*** EXERCISE INPUTS

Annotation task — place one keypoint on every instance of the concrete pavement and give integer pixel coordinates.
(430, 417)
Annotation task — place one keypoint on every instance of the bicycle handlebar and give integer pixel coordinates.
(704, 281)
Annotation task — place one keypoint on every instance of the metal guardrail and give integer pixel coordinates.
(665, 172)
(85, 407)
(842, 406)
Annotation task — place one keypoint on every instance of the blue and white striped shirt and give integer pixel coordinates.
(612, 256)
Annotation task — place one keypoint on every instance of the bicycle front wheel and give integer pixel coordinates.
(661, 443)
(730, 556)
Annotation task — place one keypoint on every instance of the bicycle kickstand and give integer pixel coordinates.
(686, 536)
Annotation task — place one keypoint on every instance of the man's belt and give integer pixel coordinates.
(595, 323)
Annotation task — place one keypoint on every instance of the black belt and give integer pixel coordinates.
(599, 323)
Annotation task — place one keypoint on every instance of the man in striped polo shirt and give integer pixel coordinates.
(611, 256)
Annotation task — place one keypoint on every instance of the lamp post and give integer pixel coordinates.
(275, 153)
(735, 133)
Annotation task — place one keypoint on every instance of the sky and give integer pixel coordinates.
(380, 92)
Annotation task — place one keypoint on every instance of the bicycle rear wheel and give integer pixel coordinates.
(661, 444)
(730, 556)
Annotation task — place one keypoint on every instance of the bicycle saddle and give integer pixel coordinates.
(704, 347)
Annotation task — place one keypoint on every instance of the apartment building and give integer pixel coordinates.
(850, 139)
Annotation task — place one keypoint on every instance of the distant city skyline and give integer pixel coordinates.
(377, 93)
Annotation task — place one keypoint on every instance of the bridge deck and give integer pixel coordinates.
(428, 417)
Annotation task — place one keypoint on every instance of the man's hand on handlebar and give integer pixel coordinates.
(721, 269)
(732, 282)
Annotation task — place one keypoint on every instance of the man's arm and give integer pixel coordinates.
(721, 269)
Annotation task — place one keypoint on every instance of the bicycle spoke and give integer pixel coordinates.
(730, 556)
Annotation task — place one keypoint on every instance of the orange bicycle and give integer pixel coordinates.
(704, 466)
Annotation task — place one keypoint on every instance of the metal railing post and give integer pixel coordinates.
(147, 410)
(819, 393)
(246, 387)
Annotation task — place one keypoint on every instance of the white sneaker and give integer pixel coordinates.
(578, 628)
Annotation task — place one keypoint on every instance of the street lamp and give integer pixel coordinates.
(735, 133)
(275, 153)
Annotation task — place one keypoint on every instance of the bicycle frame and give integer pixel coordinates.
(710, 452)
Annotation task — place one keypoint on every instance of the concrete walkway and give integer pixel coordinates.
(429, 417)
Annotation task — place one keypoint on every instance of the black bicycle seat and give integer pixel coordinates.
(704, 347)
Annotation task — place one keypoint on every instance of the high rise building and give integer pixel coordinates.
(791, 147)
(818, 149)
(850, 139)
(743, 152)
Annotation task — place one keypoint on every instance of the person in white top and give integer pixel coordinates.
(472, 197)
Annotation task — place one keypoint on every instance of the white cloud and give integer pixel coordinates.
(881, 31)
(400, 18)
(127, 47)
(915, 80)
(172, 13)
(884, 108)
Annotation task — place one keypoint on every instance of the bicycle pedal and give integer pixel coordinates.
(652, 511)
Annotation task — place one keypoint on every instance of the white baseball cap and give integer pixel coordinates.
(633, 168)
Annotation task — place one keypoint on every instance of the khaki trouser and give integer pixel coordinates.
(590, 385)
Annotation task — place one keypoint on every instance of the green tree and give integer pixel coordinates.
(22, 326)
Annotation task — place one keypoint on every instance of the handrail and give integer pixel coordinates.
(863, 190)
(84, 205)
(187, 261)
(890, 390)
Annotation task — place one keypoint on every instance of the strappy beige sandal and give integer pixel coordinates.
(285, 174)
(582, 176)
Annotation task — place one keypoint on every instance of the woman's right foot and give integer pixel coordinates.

******

▶ WHAT IS EXPECTED: Render every line of the listing above as a JSON list of strings, one string per line, leaving out blank lines.

▶ EXERCISE OUTPUT:
[
  "Annotation task — place one keypoint on every instance of the concrete pavement and give integer pixel coordinates.",
  "(430, 417)",
  "Annotation task — place one keypoint on every instance of the bicycle handlebar and give integer pixel coordinates.",
  "(704, 281)",
  "Annotation task — place one keypoint on every instance of the metal guardrail and give integer pixel coordinates.",
  "(665, 172)",
  "(85, 407)",
  "(842, 406)",
  "Annotation task — place one keypoint on every instance of the blue and white striped shirt and give integer pixel coordinates.",
  "(612, 256)",
  "Annotation task — place one keypoint on every instance of the bicycle front wheel and give integer pixel coordinates.",
  "(661, 443)",
  "(730, 556)",
  "Annotation task — place one keypoint on every instance of the bicycle kickstand and give integer pixel coordinates.",
  "(686, 536)",
  "Annotation task — place one keypoint on every instance of the man's belt and give integer pixel coordinates.",
  "(595, 323)",
  "Annotation task — place one keypoint on every instance of the black belt and give integer pixel coordinates.",
  "(599, 323)",
  "Annotation task — place one keypoint on every instance of the man in striped polo shirt and give integer pixel coordinates.",
  "(611, 256)",
  "Annotation task — place one keypoint on every instance of the lamp post and give integer pixel coordinates.",
  "(275, 153)",
  "(735, 133)",
  "Annotation task — place one keypoint on every instance of the sky and give integer pixel coordinates.",
  "(380, 92)",
  "Annotation task — place one keypoint on every instance of the bicycle rear wheel and give integer pixel coordinates.",
  "(661, 444)",
  "(730, 556)",
  "Annotation task — place one keypoint on every instance of the bicycle saddle and give integer pixel coordinates.",
  "(704, 347)",
  "Annotation task — place one keypoint on every instance of the apartment building and give integer pixel coordinates.",
  "(850, 139)",
  "Annotation task — place one keypoint on every instance of the distant city skyline and give integer pixel coordinates.",
  "(377, 93)",
  "Annotation task — place one keypoint on every instance of the bridge deck and give integer pixel coordinates.",
  "(428, 417)",
  "Annotation task — place one keypoint on every instance of the man's hand on handlebar and give integer pixel coordinates.",
  "(721, 269)",
  "(732, 282)",
  "Annotation task — place one keypoint on every instance of the man's arm and give integer pixel coordinates.",
  "(721, 269)",
  "Annotation task — place one keypoint on every instance of the bicycle spoke and give integer pixel coordinates.",
  "(730, 556)",
  "Annotation task — place one keypoint on every instance of the orange bicycle and give integer pixel coordinates.",
  "(704, 466)",
  "Annotation task — place one keypoint on every instance of the metal railing post and give integer pixel coordinates.",
  "(147, 410)",
  "(819, 393)",
  "(246, 387)",
  "Annotation task — place one keypoint on every instance of the white sneaker and give integer pixel coordinates.",
  "(578, 628)",
  "Annotation task — place one keypoint on every instance of the street lamp and give integer pixel coordinates.",
  "(735, 133)",
  "(275, 153)",
  "Annotation task — place one keypoint on every instance of the bicycle frame and give integer pixel coordinates.",
  "(710, 452)",
  "Annotation task — place one keypoint on every instance of the concrete walkway and give integer pixel coordinates.",
  "(429, 417)",
  "Annotation task — place one keypoint on every instance of the black bicycle seat and give integer pixel coordinates.",
  "(704, 347)",
  "Annotation task — place one keypoint on every instance of the high rise building and give integer pixel coordinates.",
  "(791, 147)",
  "(818, 149)",
  "(850, 139)",
  "(743, 152)",
  "Annotation task — place one keypoint on every instance of the person in white top and give integer pixel coordinates.",
  "(472, 197)",
  "Annotation task — place one keypoint on every instance of the white cloud and give integer pixel coordinates.",
  "(881, 31)",
  "(400, 18)",
  "(127, 47)",
  "(915, 80)",
  "(172, 13)",
  "(884, 108)",
  "Annotation task — place one keypoint on every instance of the bicycle pedal and give integer pixel coordinates.",
  "(652, 511)",
  "Annotation task — place one keypoint on every instance of the white baseball cap and give integer pixel coordinates.",
  "(633, 168)",
  "Annotation task — place one keypoint on every instance of the khaki trouser and give integer pixel coordinates.",
  "(590, 385)",
  "Annotation task — place one keypoint on every instance of the green tree and give integer pixel coordinates.",
  "(22, 326)",
  "Annotation task — place one keypoint on every instance of the handrail and give integer pixel coordinates.",
  "(863, 190)",
  "(84, 205)",
  "(187, 261)",
  "(890, 390)",
  "Annotation task — place one keypoint on every instance of the strappy beige sandal and give integer pixel coordinates.",
  "(285, 174)",
  "(582, 176)",
  "Annotation task — place one keypoint on every instance of the woman's right foot and give integer pixel coordinates."
]